AIM OF THE EXERCISE ▸ Reproduce verbatim the lines in the rows below, from the line containing "In an <instance>" up to and including the line containing "box: [61, 21, 202, 147]".

TASK MATERIAL ▸
Content starts

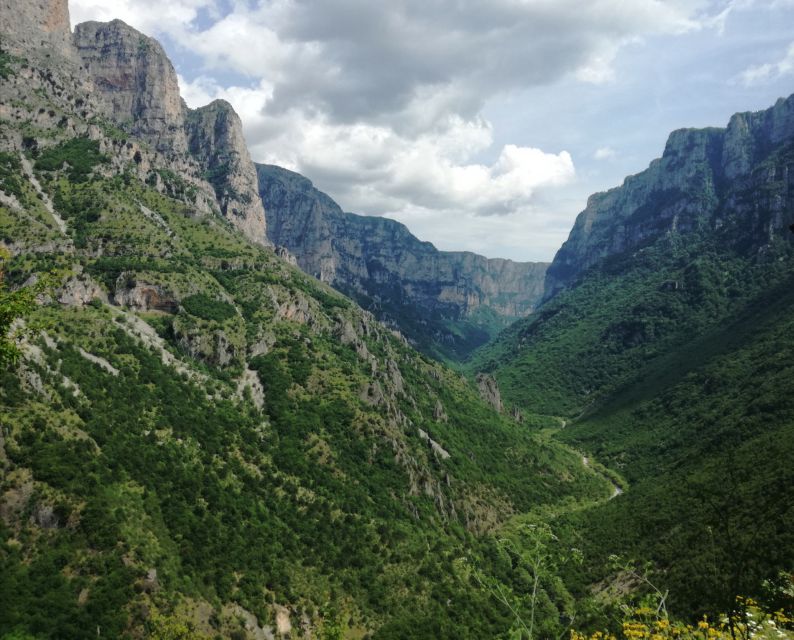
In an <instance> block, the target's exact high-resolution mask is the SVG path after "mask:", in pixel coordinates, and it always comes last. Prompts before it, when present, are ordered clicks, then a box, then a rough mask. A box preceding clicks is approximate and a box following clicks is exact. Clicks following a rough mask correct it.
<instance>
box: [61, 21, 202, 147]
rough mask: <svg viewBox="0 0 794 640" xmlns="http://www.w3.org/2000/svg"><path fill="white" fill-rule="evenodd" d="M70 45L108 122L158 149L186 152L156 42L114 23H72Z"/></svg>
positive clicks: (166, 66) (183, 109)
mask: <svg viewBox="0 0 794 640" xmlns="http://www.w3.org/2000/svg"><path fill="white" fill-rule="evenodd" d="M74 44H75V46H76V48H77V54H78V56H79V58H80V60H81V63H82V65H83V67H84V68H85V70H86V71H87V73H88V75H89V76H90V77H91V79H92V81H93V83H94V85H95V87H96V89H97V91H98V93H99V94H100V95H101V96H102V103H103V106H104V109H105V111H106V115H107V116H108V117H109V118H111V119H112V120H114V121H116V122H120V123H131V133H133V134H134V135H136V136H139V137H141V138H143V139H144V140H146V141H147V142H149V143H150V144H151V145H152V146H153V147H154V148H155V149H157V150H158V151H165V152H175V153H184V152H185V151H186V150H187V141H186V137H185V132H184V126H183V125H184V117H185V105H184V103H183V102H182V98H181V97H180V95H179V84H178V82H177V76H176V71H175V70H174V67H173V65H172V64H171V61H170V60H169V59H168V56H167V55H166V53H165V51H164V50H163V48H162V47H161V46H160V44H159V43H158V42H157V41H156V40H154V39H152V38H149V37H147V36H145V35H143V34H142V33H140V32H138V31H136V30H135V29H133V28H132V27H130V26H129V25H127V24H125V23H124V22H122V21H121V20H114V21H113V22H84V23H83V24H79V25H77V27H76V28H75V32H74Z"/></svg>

Content ends
Content starts

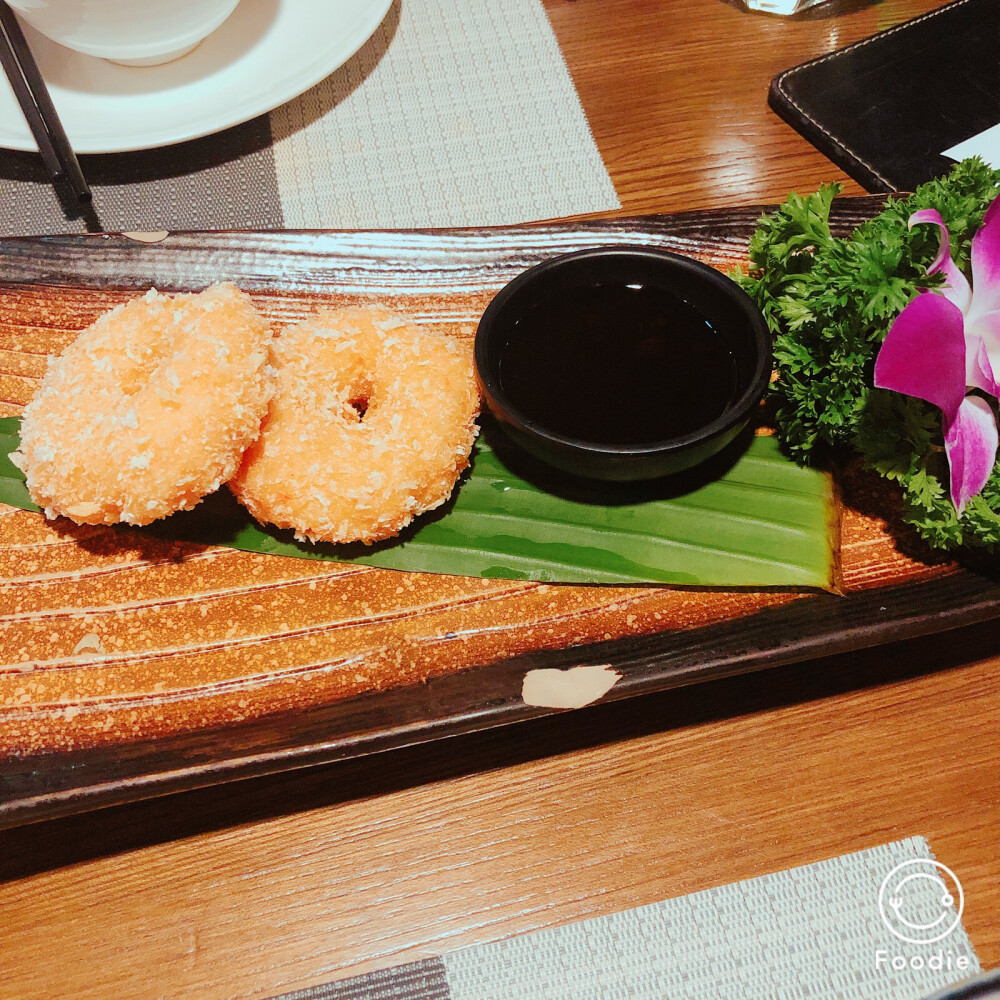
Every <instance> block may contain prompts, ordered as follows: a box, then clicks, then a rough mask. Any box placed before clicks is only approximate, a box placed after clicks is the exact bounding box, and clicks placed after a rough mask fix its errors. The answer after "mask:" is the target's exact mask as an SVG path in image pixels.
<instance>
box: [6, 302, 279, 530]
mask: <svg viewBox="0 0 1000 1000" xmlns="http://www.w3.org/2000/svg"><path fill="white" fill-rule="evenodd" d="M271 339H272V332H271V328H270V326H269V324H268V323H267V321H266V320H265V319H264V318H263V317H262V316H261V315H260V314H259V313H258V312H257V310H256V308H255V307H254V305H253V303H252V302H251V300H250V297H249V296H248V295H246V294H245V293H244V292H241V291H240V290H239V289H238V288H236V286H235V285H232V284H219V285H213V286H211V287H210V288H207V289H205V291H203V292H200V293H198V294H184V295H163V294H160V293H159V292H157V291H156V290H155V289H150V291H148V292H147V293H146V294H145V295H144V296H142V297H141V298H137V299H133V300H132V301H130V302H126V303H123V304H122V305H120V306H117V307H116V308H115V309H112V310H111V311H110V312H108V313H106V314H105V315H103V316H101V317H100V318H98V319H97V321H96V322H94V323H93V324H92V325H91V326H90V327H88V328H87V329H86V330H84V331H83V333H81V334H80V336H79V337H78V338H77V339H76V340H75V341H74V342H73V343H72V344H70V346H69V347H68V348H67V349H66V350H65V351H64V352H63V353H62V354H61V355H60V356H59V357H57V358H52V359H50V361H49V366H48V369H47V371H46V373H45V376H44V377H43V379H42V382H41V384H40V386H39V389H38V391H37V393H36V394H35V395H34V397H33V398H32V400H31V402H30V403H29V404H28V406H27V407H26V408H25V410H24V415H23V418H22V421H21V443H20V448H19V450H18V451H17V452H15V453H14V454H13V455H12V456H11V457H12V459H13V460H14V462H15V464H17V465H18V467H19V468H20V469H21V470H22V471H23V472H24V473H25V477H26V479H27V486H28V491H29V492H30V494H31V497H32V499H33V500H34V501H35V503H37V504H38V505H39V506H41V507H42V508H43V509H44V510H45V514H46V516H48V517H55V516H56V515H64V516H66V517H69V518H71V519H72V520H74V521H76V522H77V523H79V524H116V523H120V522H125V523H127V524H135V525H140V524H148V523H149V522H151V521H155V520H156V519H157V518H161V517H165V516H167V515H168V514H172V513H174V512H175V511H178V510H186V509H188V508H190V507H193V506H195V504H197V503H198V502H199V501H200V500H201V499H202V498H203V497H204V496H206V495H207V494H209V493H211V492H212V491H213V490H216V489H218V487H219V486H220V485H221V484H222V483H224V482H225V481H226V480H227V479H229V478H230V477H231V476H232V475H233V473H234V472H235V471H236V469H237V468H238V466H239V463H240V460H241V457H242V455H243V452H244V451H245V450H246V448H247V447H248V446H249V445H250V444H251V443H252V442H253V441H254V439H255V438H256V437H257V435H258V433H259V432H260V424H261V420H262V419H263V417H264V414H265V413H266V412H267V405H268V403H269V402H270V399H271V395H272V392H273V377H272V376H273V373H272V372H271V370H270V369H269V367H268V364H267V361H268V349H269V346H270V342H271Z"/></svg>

Content ends
Content starts

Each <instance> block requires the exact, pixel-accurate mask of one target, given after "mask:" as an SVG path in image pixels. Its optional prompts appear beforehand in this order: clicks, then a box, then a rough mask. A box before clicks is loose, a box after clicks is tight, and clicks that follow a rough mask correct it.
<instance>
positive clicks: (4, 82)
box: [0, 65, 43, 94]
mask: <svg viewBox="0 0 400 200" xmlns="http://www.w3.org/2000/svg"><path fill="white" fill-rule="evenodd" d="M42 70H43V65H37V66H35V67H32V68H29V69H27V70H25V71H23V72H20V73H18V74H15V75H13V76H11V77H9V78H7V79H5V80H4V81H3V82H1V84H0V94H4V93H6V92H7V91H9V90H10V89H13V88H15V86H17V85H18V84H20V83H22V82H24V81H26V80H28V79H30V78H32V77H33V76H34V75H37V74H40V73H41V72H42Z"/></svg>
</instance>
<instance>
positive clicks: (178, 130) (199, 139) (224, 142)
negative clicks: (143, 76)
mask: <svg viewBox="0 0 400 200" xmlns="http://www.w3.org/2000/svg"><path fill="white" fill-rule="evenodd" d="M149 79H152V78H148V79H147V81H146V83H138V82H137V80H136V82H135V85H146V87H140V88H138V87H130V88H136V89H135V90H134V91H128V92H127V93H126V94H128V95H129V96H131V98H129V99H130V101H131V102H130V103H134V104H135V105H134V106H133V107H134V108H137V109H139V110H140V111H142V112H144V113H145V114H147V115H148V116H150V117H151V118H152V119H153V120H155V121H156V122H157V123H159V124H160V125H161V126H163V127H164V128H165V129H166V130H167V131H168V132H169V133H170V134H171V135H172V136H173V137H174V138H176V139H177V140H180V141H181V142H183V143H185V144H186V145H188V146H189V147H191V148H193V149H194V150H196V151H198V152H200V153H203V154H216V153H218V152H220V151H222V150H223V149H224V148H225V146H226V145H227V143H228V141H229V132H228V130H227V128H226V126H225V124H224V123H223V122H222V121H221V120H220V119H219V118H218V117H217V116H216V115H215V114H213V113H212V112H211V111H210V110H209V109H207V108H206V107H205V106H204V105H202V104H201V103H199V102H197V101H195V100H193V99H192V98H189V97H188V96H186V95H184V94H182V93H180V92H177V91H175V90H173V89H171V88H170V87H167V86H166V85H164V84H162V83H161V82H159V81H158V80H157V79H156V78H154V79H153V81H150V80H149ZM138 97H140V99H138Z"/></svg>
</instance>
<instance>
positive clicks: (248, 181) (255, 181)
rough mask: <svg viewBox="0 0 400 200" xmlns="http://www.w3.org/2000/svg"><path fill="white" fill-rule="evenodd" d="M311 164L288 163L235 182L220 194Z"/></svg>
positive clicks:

Content ends

EXERCISE RESPONSE ▸
In an <instance> block, the target's exact high-resolution mask is the SVG path after "mask:", in pixel coordinates, and it always comes last. Prompts before it, when present, are ordered clicks, then a box, then a rough mask. A box preceding clicks is approximate and a box following clicks is exact. Clicks following a rough mask correct it.
<instance>
box: [61, 21, 202, 147]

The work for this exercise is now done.